*** The data
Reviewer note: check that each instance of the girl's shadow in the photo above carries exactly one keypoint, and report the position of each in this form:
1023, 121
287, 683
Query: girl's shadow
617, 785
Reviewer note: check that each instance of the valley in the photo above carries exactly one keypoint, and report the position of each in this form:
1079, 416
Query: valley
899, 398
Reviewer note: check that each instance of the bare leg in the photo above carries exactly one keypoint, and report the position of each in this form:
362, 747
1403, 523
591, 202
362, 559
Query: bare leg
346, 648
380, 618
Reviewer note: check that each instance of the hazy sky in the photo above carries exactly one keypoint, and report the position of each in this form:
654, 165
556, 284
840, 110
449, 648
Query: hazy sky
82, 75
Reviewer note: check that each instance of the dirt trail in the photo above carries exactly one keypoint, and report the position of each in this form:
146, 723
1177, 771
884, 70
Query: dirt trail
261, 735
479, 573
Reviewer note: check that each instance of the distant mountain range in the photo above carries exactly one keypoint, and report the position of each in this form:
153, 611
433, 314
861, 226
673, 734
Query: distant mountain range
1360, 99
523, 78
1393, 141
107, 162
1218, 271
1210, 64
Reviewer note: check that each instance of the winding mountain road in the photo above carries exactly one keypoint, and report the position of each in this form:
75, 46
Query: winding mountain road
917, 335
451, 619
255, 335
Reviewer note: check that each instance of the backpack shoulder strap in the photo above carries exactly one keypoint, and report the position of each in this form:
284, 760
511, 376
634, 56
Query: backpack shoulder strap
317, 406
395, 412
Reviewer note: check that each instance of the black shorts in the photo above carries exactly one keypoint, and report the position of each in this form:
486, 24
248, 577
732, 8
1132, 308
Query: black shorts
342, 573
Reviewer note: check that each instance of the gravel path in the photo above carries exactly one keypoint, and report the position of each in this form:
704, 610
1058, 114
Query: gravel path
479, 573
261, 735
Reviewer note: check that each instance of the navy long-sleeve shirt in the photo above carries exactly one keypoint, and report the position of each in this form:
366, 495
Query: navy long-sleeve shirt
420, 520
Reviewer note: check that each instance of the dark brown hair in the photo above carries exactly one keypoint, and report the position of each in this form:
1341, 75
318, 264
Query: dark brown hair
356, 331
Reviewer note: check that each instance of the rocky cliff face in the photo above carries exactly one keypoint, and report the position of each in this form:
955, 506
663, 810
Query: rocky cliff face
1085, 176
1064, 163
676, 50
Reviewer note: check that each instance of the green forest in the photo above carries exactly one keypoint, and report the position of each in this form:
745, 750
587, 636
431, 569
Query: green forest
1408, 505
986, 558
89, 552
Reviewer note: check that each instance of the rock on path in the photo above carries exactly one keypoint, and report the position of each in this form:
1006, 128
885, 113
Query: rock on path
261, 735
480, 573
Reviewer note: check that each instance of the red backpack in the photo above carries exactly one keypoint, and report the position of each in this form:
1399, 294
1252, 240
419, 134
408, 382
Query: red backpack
******
=== Short problem ===
Change every "Reviewer note" in the entries above to "Auditor note", and reproduce all of them with nothing else altered.

=== Written answer ===
Auditor note: check that each instance of the girl's shadow in the photo above carries exactly one keypoint, and report the position of each in this form:
1023, 121
287, 683
Query: girl's shadow
617, 785
Auditor note: check that each instance of the valley in the photo above carries exactly one keypoint, and report the position of each in this form:
1079, 416
Query: valley
899, 398
Auditor note: check that each instance of the bare leg in the photo above carries exactly one keypoint, and report the position of each in this form:
362, 747
1403, 523
591, 202
362, 559
Query: bare leg
346, 648
380, 618
Auditor note: check that each instance of the hazy sky in the photo above carries exactly one keypoint, and report the position of each in this form:
654, 165
556, 284
840, 110
449, 648
Query: hazy sky
82, 75
Auditor note: check that each instance of the dirt trail in the photo above carries exactly one keypoint, and report the position of each in this form:
146, 723
1177, 771
884, 70
Query: dirt trail
261, 735
479, 573
Auditor note: check that each instance of the distant mountain range in the photo above carries exactly one keypoint, and report the position of each in this form:
153, 611
433, 314
861, 226
673, 734
Query: distant mountain range
1360, 99
523, 78
1393, 141
107, 162
1218, 271
1210, 64
Auditor note: check that each instance of the winding mountain road in the photo above carries exactly one keypoint, and report the position of each in this form:
75, 46
Query: winding mountain road
917, 335
451, 619
255, 335
Auditor note: check that each instance of the backpack shoulder strap in the photo above carries exactly one keypoint, and report the position of each in this form:
284, 760
511, 376
634, 56
Query: backpack shoulder strap
317, 406
395, 412
Auditor note: check that each instance of the black shorts in the photo above carries exactly one keypoint, and report the position of each in this form:
486, 24
248, 577
732, 8
1132, 308
Query: black shorts
342, 573
Auditor note: check that each instance of the gravel path in the photo above carries exactly one keypoint, and report the position of each in this form:
704, 610
1058, 114
Query: gravel path
479, 573
261, 735
Auditor note: check that each instance of the navy long-sleeve shirt in the photo above carries exactly one keypoint, and report the position of each in this form:
366, 495
Query: navy long-sleeve shirt
420, 520
Auditor note: check that each instance of the dark brown hair in the photo above carries exactly one keypoint, and report the position of each in this form:
1341, 75
318, 264
Query: dark brown hair
356, 331
Auditor note: check that each instance of the rocky cliff face in the photo above carries exactly one keypoint, and report the position of each in this form:
955, 506
663, 810
Query: rocky cliff face
1085, 176
1064, 163
676, 50
Auditor note: check that each instance of the green forest in the photo above carries exactly one keypoint, and report the position of each in this form:
745, 750
587, 636
431, 569
Query: green forest
1408, 505
986, 558
89, 552
Auditor note: check that each instance of the rock on path in the photo above carries exactly one keypoint, and report the position of each in this form:
1006, 128
885, 113
Query: rock on path
261, 735
480, 573
Auditor note: check that each instance of the red backpack in the photo above carries exactly one keypoint, and report the position of each in this form:
1399, 294
1252, 240
419, 134
408, 382
Query: red backpack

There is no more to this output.